Benz: I guess a related point maybe gets back to diversification, is the idea that there will always be something in your portfolio that you are sort of like, what is this here for? Like, maybe it's been bond funds for investors over the past decade, but you will be glad you have them going forward, right?

Kinnel: Exactly. That's what diversification is really about is smoothing that ride out but also the fact that calling assets is really hard. With hindsight it looks really easy, but in reality it's very hard. Right now, emerging markets look lousy, bonds look lousy, but maybe the next 10 years they will be the ones to lead. Diversification is really important not just by asset class but by fund. Spread your bets around, and that's going to work out well.

Benz: Last point, Russ, is for people who feel like they are really amassing significant sums, whether they have hit this $1 million threshold or not, you think it's important that they don't rest on their laurels. What do you mean by that?

Kinnel: The 401(k) is one piece of your investment plan. There can be many more. Obviously, investments outside your 401(k), IRAs, insurance, maybe you've got a pension. You need to look at all of that, and you need to look at your likely cost over life and see how all that works together. Either build a plan yourself or with help. 401(k) is one piece of that. If you are wealthy, you may have higher spending ambitions. You are going to need more; $1 million 401(k) sounds nice, but it actually is not the whole piece. There's obviously things like long-term care insurance, all sorts of things that you want to factor in to develop a complete plan. This is one piece of your plan. Look at it all together and adjust accordingly.

Benz: Taxes come out of $1 million. People need to set expectations on that front, too.

Kinnel: That's right. If you are 40, you know the amount in your 401(k) is going to change. It's probably going to be worth a lot more when you retire. But then you are going to pay taxes. You don't know exactly what your 401(k) is going to be worth when you retire, because there are some big changes going on. You are going to have appreciation we hope, but you are also going to have a tax bill. Factor those things in, too.

Benz: Russ. Thank you so much for being here. Always great to get your insights.

Kinnel: You're welcome.

Benz: Thanks for watching. I'm Christine Benz for Morningstar.com.

◆ Extracted information ◆
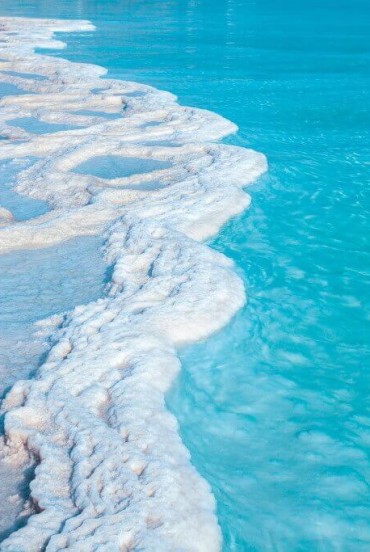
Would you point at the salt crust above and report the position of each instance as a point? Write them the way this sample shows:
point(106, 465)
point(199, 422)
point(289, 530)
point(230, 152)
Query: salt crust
point(112, 473)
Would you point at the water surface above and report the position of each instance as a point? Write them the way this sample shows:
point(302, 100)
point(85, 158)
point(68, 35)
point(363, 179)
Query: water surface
point(274, 409)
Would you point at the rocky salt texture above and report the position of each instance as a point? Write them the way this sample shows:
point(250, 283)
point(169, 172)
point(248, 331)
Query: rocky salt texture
point(111, 471)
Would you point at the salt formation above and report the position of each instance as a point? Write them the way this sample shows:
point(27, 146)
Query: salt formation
point(112, 473)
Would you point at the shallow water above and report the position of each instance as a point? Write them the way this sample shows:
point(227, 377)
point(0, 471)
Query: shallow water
point(31, 124)
point(273, 408)
point(115, 166)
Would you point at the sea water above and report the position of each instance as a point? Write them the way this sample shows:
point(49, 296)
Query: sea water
point(274, 408)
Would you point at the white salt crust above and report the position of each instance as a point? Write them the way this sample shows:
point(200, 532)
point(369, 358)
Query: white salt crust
point(112, 473)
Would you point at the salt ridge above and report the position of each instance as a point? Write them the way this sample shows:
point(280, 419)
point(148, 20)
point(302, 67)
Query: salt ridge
point(112, 472)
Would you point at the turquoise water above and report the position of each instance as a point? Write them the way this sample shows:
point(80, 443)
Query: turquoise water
point(274, 408)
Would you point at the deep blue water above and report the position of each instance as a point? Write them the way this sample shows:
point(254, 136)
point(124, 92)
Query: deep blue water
point(275, 407)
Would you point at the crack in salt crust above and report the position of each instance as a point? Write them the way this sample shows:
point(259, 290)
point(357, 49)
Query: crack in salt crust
point(112, 473)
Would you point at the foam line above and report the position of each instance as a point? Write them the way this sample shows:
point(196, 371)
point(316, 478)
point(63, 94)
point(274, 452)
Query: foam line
point(112, 472)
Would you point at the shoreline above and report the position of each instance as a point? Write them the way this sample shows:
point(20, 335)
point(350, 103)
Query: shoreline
point(108, 423)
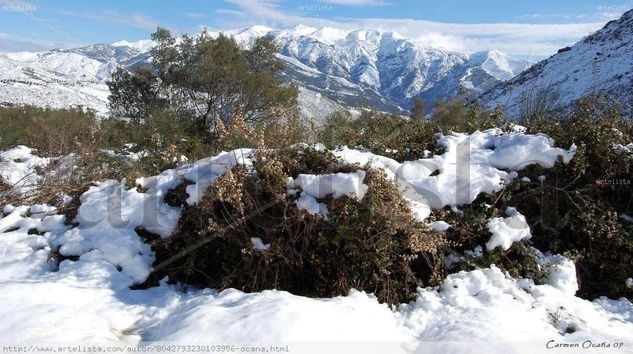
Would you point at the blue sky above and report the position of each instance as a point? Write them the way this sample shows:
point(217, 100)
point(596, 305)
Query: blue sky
point(529, 29)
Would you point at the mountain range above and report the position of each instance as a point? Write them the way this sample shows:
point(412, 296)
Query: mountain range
point(336, 68)
point(600, 63)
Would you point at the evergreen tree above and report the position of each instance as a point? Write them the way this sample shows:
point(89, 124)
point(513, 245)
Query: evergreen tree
point(417, 110)
point(133, 95)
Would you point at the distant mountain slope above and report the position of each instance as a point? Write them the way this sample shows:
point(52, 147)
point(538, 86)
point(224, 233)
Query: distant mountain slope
point(382, 68)
point(602, 62)
point(343, 67)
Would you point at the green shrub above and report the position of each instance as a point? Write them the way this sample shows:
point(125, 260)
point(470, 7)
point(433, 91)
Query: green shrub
point(51, 131)
point(373, 244)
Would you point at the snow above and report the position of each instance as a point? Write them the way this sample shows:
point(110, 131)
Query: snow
point(89, 300)
point(344, 65)
point(335, 184)
point(599, 63)
point(472, 164)
point(311, 205)
point(259, 245)
point(18, 168)
point(506, 231)
point(439, 226)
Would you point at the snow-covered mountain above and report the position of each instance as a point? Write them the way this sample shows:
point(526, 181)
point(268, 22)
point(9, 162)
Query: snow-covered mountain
point(382, 68)
point(341, 67)
point(600, 63)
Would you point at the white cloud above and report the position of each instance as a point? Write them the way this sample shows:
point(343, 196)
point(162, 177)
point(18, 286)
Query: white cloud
point(195, 15)
point(523, 40)
point(134, 20)
point(17, 6)
point(356, 2)
point(16, 43)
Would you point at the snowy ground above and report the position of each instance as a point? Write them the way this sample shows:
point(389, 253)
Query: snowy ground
point(88, 301)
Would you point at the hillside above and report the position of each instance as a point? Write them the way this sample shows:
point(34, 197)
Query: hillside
point(600, 63)
point(343, 67)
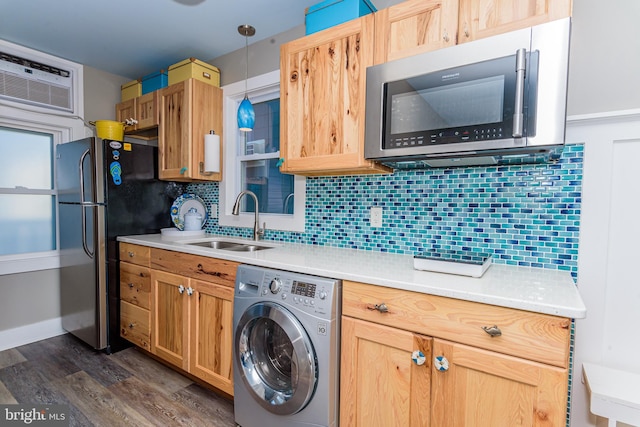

◆ Problem ◆
Condense the interview transcript into two sentences.

◆ Expected answer ◆
Kinnel says diversification smooths the ride and matters because calling which assets will lead is very hard, so investors should spread their bets across both asset classes and funds. He adds that a $1 million 401(k) is only one piece of a complete plan that should also weigh other investments, insurance, and likely lifetime costs, and that taxes will come out of that balance at retirement.